EXTRACTED MATERIAL
↓↓↓

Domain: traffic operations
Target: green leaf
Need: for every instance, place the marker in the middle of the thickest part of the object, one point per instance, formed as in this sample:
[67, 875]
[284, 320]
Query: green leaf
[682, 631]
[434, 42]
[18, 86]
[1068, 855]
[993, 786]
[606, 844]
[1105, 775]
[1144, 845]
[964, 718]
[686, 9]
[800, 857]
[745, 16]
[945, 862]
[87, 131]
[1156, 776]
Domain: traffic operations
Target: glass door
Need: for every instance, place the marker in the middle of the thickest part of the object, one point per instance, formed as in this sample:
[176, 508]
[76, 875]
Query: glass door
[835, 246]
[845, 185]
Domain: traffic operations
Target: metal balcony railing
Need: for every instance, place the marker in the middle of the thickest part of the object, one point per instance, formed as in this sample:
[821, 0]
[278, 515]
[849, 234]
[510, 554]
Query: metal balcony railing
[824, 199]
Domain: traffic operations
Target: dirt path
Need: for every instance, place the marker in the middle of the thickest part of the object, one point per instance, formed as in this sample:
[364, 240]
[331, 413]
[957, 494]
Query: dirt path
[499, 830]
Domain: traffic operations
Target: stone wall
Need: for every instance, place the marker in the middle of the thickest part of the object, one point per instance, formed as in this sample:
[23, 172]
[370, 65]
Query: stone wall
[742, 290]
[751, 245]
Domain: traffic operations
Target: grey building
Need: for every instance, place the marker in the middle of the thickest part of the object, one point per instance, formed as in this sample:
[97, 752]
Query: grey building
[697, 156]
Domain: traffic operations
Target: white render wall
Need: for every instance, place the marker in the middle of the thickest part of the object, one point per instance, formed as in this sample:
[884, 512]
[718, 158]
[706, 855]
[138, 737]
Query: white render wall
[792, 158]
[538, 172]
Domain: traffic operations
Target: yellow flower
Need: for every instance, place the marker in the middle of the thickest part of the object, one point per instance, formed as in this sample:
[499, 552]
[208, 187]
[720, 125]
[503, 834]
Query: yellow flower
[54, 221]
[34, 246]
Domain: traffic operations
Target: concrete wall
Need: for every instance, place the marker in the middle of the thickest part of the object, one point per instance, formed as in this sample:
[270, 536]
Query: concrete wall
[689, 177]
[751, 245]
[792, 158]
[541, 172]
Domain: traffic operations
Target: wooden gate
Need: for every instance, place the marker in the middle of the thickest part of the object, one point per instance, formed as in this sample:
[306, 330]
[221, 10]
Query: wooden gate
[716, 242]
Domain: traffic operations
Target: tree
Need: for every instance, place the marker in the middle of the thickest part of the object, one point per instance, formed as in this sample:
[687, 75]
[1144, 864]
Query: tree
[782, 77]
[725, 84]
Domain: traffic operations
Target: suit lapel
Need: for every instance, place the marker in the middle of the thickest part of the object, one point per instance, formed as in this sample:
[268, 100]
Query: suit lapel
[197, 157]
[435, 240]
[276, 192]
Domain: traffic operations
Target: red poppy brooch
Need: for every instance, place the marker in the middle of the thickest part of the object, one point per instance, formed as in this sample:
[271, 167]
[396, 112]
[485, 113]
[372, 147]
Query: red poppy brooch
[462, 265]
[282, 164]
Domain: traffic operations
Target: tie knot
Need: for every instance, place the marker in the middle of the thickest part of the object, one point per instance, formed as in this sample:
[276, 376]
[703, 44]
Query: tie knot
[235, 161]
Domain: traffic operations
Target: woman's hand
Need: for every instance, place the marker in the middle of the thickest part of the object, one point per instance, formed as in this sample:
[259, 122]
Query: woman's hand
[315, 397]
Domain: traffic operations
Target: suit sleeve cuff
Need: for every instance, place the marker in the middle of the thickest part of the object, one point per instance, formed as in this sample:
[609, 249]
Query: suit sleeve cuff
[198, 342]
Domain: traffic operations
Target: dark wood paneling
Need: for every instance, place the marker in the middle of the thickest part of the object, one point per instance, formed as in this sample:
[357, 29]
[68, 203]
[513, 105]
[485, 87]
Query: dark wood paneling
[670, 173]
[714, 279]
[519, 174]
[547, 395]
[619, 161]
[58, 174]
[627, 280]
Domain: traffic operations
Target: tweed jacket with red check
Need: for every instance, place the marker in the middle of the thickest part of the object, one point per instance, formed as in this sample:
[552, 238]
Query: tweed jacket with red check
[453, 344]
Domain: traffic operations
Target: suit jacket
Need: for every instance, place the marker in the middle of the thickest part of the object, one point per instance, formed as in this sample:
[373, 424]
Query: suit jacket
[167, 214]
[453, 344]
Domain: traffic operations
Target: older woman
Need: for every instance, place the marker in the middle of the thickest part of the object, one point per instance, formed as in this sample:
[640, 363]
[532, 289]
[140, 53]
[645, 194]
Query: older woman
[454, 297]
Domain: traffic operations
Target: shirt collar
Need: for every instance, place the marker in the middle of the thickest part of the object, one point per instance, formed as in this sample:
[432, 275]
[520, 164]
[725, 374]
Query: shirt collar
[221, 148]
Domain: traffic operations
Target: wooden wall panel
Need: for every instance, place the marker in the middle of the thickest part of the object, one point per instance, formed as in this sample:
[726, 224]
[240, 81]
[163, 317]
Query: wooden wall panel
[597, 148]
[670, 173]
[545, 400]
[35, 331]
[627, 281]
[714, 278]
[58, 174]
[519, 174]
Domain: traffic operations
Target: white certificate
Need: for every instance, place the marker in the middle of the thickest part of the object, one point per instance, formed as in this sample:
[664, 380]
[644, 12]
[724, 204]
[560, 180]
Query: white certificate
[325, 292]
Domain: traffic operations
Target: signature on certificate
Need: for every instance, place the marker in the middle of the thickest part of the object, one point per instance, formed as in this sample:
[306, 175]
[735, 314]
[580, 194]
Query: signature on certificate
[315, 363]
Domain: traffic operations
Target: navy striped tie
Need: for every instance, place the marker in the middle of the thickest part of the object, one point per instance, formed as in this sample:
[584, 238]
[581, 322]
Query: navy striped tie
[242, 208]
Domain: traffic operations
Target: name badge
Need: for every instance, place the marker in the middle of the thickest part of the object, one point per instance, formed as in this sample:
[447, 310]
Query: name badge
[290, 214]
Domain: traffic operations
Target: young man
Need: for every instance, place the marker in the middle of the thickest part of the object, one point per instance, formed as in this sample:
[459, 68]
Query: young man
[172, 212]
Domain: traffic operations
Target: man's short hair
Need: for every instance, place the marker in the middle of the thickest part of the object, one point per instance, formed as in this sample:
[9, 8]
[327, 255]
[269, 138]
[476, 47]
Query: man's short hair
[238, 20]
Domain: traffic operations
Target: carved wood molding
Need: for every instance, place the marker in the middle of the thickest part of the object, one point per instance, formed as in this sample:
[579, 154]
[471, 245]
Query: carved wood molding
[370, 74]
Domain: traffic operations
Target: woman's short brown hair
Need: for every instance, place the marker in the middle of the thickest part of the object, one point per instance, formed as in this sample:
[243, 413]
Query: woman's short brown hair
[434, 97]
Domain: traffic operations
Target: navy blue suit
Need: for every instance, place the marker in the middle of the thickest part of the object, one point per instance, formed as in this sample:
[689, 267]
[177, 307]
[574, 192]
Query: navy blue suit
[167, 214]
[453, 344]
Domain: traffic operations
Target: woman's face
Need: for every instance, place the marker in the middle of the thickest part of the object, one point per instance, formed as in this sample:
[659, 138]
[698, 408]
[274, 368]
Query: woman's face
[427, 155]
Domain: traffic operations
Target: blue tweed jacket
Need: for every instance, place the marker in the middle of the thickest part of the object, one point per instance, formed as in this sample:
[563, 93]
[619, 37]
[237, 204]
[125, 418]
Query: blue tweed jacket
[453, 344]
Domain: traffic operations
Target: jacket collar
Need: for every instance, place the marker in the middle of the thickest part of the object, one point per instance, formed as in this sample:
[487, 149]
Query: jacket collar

↑↑↑

EXERCISE DIRECTIONS
State how many lines in the items above contain the string "wall". Give only the number.

ANSWER TO THE TASK
8